Brief: Count the lines in the material below that contain the word "person". Reply with only the number.

* begin Provided information *

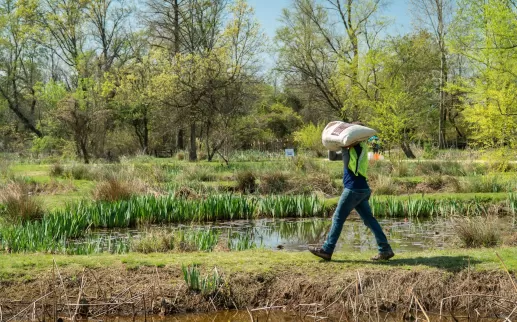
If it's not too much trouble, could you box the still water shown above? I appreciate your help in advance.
[81,214,504,252]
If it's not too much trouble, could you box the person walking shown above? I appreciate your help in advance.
[309,138,395,261]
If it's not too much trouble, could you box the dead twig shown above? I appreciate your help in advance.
[495,252,517,293]
[246,306,255,322]
[6,291,54,322]
[53,258,72,320]
[412,293,431,322]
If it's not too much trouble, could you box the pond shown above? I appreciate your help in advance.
[76,214,516,252]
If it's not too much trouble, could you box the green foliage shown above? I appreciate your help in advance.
[228,232,257,251]
[449,0,517,147]
[237,170,257,193]
[453,216,502,248]
[294,123,327,157]
[93,178,137,202]
[0,181,43,223]
[131,230,174,254]
[49,163,65,177]
[422,143,438,160]
[260,172,291,194]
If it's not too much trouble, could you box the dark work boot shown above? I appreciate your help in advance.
[309,246,332,261]
[372,250,395,261]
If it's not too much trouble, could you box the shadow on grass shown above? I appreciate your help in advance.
[332,256,481,272]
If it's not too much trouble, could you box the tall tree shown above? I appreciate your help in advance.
[0,0,43,137]
[450,0,517,147]
[411,0,454,149]
[277,0,382,120]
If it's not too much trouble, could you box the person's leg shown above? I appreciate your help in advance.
[355,194,391,253]
[322,189,362,254]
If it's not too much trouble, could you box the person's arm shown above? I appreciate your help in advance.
[329,151,343,161]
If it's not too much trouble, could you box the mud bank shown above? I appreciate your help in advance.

* end Provided information *

Output: 3